=== Information provided ===

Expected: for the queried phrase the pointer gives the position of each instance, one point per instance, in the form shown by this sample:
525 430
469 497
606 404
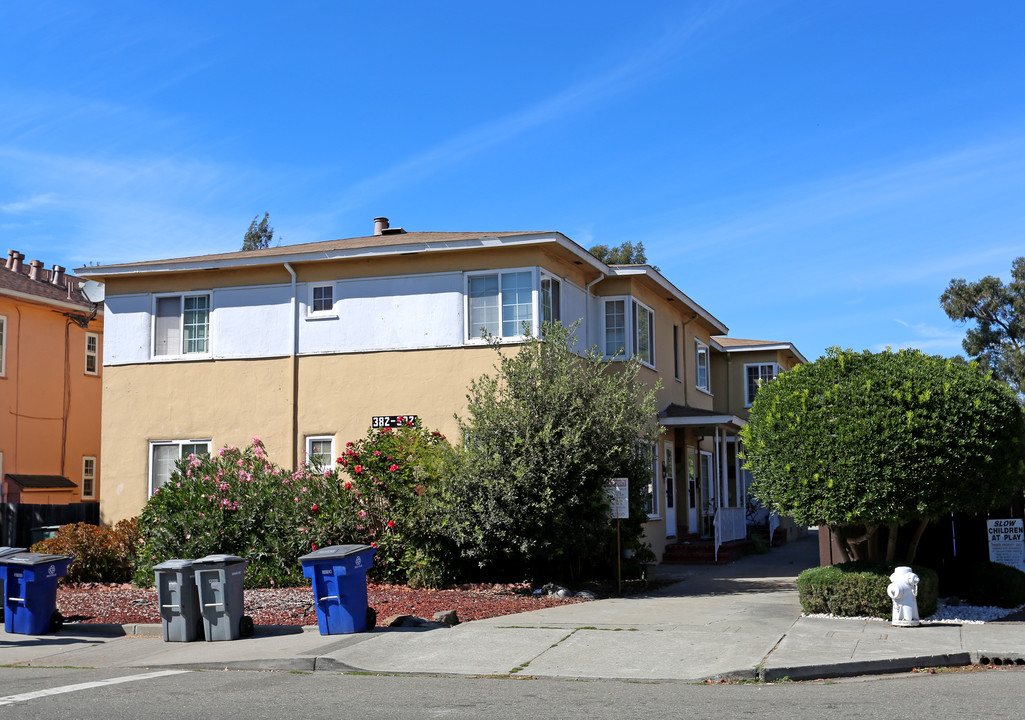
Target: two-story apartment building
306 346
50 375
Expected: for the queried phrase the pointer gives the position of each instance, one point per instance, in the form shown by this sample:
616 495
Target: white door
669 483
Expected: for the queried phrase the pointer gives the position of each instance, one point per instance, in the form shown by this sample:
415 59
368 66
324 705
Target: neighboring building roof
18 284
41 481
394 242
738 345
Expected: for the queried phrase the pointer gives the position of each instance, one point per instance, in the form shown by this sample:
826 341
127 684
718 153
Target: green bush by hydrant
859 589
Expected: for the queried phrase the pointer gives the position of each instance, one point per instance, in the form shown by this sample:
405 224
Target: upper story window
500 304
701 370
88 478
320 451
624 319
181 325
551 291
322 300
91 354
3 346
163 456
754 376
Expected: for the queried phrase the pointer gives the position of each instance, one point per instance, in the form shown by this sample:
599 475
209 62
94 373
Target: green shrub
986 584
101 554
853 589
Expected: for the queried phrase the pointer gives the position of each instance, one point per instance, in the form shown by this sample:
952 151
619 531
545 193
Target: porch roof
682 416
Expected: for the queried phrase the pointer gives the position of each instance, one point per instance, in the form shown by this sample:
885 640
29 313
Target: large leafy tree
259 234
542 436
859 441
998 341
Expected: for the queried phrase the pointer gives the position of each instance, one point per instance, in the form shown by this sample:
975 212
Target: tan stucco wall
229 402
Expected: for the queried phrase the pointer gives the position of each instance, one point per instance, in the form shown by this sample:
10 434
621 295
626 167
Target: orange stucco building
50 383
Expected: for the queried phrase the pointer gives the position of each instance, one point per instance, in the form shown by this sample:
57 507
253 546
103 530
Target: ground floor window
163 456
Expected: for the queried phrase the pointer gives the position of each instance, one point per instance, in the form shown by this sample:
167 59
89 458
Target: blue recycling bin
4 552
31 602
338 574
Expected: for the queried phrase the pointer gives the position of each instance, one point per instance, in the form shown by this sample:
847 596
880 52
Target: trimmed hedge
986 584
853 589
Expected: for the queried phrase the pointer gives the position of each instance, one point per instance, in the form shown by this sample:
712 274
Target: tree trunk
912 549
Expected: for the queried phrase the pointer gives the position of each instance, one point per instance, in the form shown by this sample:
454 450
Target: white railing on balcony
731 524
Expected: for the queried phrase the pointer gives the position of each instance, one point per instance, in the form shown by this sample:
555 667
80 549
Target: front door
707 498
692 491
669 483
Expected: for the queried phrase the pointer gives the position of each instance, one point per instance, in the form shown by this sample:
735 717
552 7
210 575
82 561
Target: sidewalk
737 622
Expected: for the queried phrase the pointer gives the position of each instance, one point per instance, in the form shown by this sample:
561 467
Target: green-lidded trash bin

===

* Stated problem
Every entry above should be duplicated exactly. Do not include the images.

* Exercise result
Expected: for the queried phrase the pointer gives the position of each instance, one point per instance, in the form shown by this sample:
525 430
469 497
606 404
Target: two-story apartment building
306 346
50 375
Expected: for the queried phrase the pointer gives the position of each instance, one point per instance, in the form shown by this sample:
616 495
Target: white door
669 483
Expected: for the queried phrase the pointer gives the position of each instance, one point per instance, in the form shown by this sample:
415 59
368 66
324 705
Target: neighboring building roof
18 284
41 481
394 242
738 345
Expected: for the queried phrase the pointer gives the position of each instance, one point per instance, in the form shown by this sample:
826 341
127 684
718 153
Target: green bush by hydrant
859 589
Expected: for the queried phrase the pointer gives the position of each instance, one point per instance, in the form shown by this sample:
405 224
Target: upper story window
500 304
701 370
88 478
320 451
624 319
181 325
551 291
322 300
91 354
3 346
163 456
754 376
Expected: for the queried phrase the pointer gives the position of each instance, one point per instance, in the form shown by this sample:
599 475
209 62
94 373
Target: green shrub
986 584
101 554
853 589
Expected: for the queried phrase the pointer gives the position of each instance, one point per instance, in the form shown by this sample:
952 151
619 531
545 193
Target: porch roof
682 416
Expected: for the queried phrase the pointer gives the position of each instance, one point per instance, in the form shown by this sample:
885 640
29 313
Target: large leafy tree
259 234
542 436
859 441
998 341
Expected: for the queried phrase the pointer gives the position of each instance, one point per instance, in the form shown by this sample:
975 212
Target: tan stucco wall
229 402
Expected: for the queried phrase the pointer gives the position of each instance, one point per instance, in the form shown by this sample:
10 434
621 295
626 167
Target: orange stucco building
50 383
Expected: for the queried phrase the pointer gives the position of each instance, one point per instance, in the form shown by this sample:
57 507
253 546
103 530
Target: ground floor window
163 456
Expected: for the queried phrase the pointer gives the position of each instance, one point per instance, in the form shown by this sample:
167 59
89 458
Target: blue recycling bin
4 552
31 602
338 574
Expected: for the queried phrase the pointer gives the position of each instance, one point per instance, in the form shown by this sample:
847 596
880 52
Target: trimmed hedge
986 584
853 589
Expected: for the queried phrase the pointer gives the position of each instance, one point per instance, in the form shown by this sample:
712 274
Target: tree trunk
912 549
Expected: for the queried phrase the pointer gives the position of each instance, one point per instance, in the form shown by this sample:
454 450
Target: white railing on balcony
731 524
Expected: for the queried phrase the pointer gives the position of each instance, one point per instance, in the form shown by this sample:
555 667
80 549
Target: front door
707 498
692 491
669 483
Expected: for the queried phrase the pointer gives the position of each instance, one point per instance, in the form shown by this sample:
735 717
552 7
210 575
82 561
Target: sidewalk
737 622
Expected: for the queried phrase the pointer gives the position of each instance, one point per instance, in the form shown by this sample:
561 467
Target: green-lidded trash bin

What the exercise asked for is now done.